Source data
+++++

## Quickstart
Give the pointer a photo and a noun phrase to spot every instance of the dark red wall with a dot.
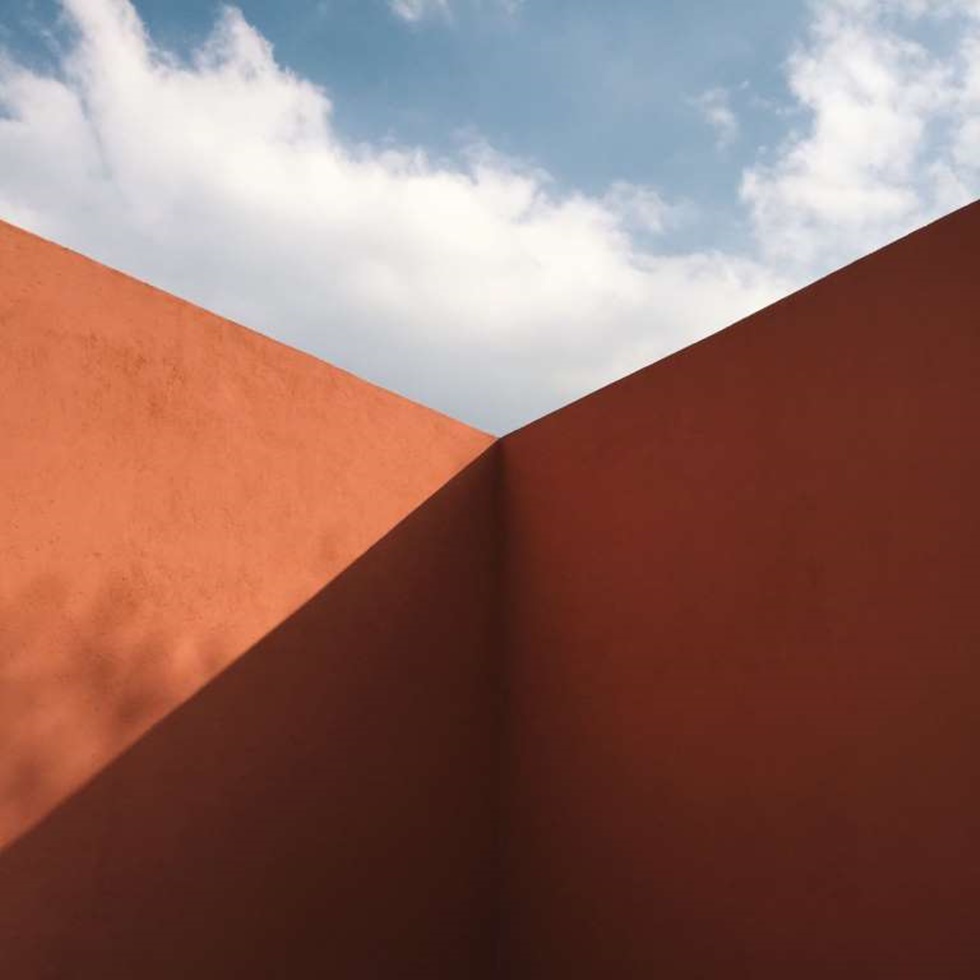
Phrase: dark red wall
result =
(325, 808)
(744, 672)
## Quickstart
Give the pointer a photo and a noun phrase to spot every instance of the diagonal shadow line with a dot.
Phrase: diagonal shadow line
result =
(328, 803)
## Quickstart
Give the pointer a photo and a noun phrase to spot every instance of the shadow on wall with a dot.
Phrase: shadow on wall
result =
(328, 802)
(78, 684)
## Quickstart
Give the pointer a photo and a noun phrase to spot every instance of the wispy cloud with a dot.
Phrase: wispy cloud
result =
(715, 106)
(891, 133)
(477, 287)
(416, 10)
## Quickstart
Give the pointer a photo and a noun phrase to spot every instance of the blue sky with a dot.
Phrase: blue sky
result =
(491, 206)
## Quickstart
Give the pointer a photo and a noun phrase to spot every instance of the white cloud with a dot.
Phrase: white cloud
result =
(416, 10)
(889, 139)
(477, 288)
(715, 106)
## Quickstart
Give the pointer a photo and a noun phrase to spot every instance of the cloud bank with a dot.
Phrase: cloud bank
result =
(474, 285)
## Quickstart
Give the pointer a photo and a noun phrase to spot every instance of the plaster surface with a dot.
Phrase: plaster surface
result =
(744, 645)
(173, 486)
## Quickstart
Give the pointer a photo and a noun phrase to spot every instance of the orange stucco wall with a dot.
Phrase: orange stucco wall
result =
(172, 486)
(323, 808)
(679, 681)
(745, 645)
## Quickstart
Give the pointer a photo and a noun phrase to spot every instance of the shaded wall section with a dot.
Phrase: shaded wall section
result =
(745, 645)
(172, 487)
(325, 807)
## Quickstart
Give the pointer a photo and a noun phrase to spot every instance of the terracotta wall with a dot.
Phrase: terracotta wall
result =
(325, 808)
(745, 657)
(172, 486)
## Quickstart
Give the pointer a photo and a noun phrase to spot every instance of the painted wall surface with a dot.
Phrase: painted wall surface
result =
(324, 808)
(744, 673)
(172, 486)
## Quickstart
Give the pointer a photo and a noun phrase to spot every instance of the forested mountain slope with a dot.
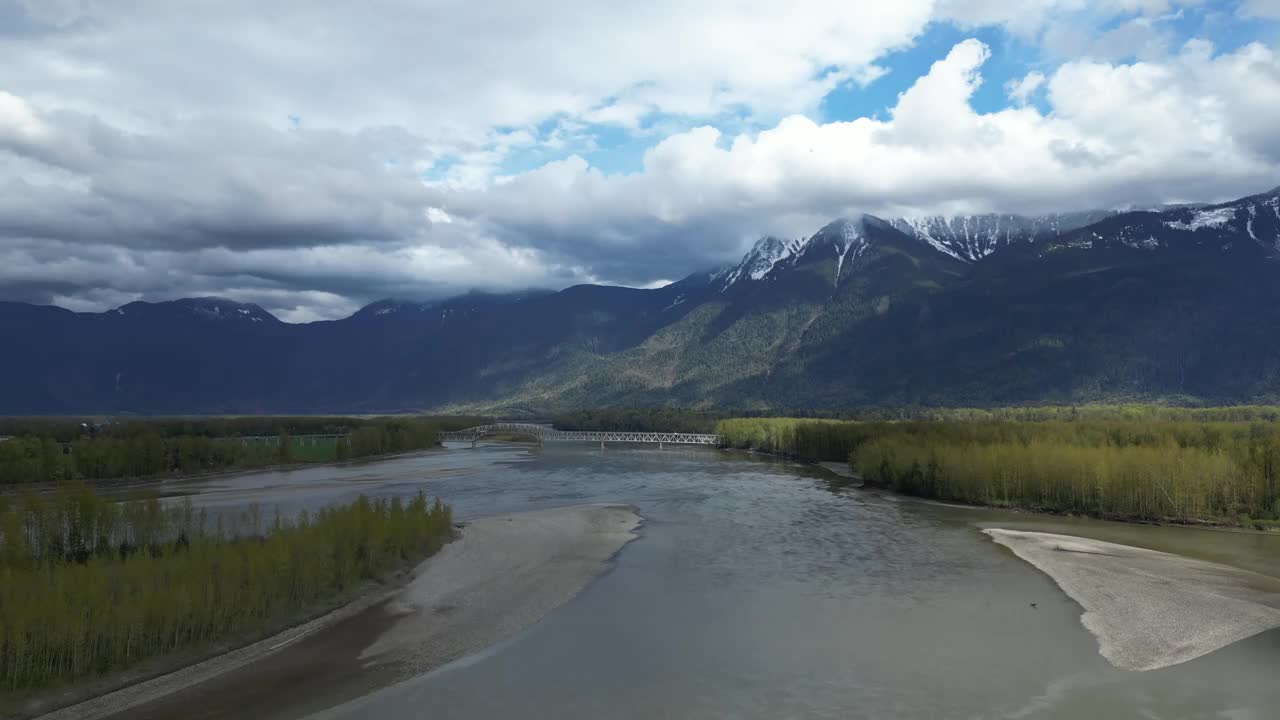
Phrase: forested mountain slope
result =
(1180, 305)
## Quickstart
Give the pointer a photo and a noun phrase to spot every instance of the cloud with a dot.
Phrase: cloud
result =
(1192, 127)
(314, 159)
(1022, 90)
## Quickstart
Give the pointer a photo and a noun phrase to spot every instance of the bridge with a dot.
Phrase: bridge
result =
(545, 433)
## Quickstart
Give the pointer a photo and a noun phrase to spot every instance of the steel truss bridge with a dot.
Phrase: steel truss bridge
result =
(544, 433)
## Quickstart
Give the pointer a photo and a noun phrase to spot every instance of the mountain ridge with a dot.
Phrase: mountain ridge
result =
(1179, 304)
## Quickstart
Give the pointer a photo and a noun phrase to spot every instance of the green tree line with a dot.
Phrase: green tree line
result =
(1150, 468)
(142, 450)
(88, 587)
(639, 420)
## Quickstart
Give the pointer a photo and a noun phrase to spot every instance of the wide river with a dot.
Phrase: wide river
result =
(757, 591)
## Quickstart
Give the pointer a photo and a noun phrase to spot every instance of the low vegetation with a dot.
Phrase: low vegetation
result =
(63, 450)
(88, 587)
(1219, 465)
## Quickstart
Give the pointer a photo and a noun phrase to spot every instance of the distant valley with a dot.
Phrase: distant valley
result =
(1174, 305)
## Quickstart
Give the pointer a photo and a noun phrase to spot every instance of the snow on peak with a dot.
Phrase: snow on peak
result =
(760, 260)
(1214, 218)
(848, 238)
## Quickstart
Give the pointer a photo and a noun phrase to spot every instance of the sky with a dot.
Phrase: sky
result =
(316, 156)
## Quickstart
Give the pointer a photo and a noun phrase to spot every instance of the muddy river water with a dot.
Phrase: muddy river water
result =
(757, 591)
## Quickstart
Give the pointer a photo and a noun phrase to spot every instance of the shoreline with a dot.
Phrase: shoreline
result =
(142, 483)
(499, 575)
(849, 474)
(164, 675)
(1150, 609)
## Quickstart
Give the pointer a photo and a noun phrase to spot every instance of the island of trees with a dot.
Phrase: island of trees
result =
(90, 586)
(55, 450)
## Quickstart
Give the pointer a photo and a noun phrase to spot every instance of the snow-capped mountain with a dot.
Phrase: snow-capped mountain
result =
(1249, 224)
(842, 240)
(1178, 302)
(973, 237)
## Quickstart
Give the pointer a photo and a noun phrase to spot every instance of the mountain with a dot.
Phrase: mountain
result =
(973, 237)
(1179, 304)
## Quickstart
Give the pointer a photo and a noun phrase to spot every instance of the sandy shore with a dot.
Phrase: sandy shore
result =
(1150, 609)
(499, 577)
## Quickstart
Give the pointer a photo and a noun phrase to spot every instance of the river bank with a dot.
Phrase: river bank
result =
(1151, 610)
(501, 575)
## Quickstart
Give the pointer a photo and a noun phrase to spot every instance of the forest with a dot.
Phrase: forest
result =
(1217, 465)
(54, 450)
(88, 586)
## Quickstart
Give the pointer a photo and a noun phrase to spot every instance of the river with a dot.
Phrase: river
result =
(757, 591)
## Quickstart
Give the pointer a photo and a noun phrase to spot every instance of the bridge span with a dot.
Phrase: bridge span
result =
(545, 433)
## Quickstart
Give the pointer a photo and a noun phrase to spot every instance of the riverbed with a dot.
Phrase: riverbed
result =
(754, 589)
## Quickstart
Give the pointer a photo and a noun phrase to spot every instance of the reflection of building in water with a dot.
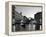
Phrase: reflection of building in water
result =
(16, 18)
(38, 18)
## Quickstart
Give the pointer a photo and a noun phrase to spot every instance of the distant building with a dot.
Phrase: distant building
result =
(38, 18)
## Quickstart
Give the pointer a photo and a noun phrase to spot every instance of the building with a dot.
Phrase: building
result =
(38, 18)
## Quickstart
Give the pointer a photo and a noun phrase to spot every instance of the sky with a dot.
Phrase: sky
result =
(28, 11)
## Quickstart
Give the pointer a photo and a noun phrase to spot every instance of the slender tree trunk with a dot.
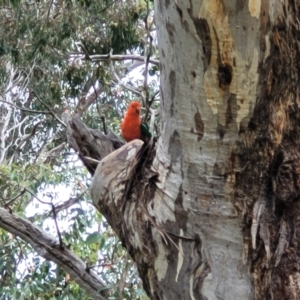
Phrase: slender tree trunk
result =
(211, 210)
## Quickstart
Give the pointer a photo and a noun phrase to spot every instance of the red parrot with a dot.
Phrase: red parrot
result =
(132, 127)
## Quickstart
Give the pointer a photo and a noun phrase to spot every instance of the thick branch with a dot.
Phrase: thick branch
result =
(49, 248)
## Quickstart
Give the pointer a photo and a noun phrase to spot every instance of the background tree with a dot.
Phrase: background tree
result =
(210, 209)
(56, 58)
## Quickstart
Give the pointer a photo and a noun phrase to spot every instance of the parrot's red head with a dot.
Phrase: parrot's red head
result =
(134, 108)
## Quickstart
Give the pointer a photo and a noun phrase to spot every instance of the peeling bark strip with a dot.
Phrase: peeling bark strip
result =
(269, 183)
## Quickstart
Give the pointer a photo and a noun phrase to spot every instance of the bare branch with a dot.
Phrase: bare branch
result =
(50, 111)
(97, 57)
(10, 201)
(125, 86)
(49, 248)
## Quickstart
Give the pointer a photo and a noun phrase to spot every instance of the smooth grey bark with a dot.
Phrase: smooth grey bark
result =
(208, 87)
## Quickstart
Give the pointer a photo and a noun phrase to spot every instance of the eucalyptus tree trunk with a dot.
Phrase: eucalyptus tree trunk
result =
(211, 211)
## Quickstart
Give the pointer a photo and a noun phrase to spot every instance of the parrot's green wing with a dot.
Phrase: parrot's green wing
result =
(145, 133)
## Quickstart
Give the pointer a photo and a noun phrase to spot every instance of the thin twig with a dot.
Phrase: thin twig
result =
(56, 225)
(50, 111)
(98, 57)
(10, 201)
(48, 14)
(26, 109)
(133, 90)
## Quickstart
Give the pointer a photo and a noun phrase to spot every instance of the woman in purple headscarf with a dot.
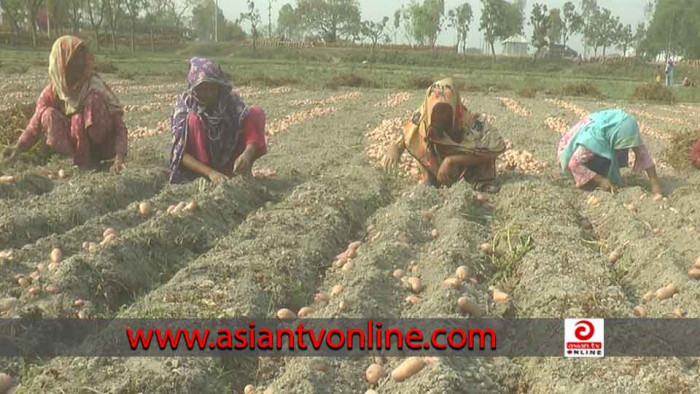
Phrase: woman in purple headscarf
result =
(214, 133)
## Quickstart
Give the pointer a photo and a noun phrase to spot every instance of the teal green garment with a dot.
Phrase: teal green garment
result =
(608, 131)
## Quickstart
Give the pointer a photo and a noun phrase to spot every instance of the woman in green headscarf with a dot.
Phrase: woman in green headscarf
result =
(448, 142)
(594, 150)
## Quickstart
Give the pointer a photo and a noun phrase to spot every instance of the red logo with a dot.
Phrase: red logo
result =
(584, 330)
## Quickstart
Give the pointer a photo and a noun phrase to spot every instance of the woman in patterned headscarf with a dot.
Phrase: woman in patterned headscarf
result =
(448, 142)
(77, 112)
(214, 133)
(595, 148)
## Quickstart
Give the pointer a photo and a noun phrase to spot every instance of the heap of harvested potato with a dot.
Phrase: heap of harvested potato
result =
(557, 124)
(515, 107)
(394, 100)
(523, 161)
(580, 112)
(281, 125)
(380, 138)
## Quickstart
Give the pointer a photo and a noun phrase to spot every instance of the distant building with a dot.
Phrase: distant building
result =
(516, 45)
(558, 51)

+++++

▸ **DIRECTION**: Select every line in the data above that contains the word "sandy" and copy each one out. The match is case-sensitive.

▸ **ANSWER TO THIS PROBLEM**:
Give the pointer a photo and a noun phrase to spot every instance of the sandy shore with a dot.
Phrase: sandy shore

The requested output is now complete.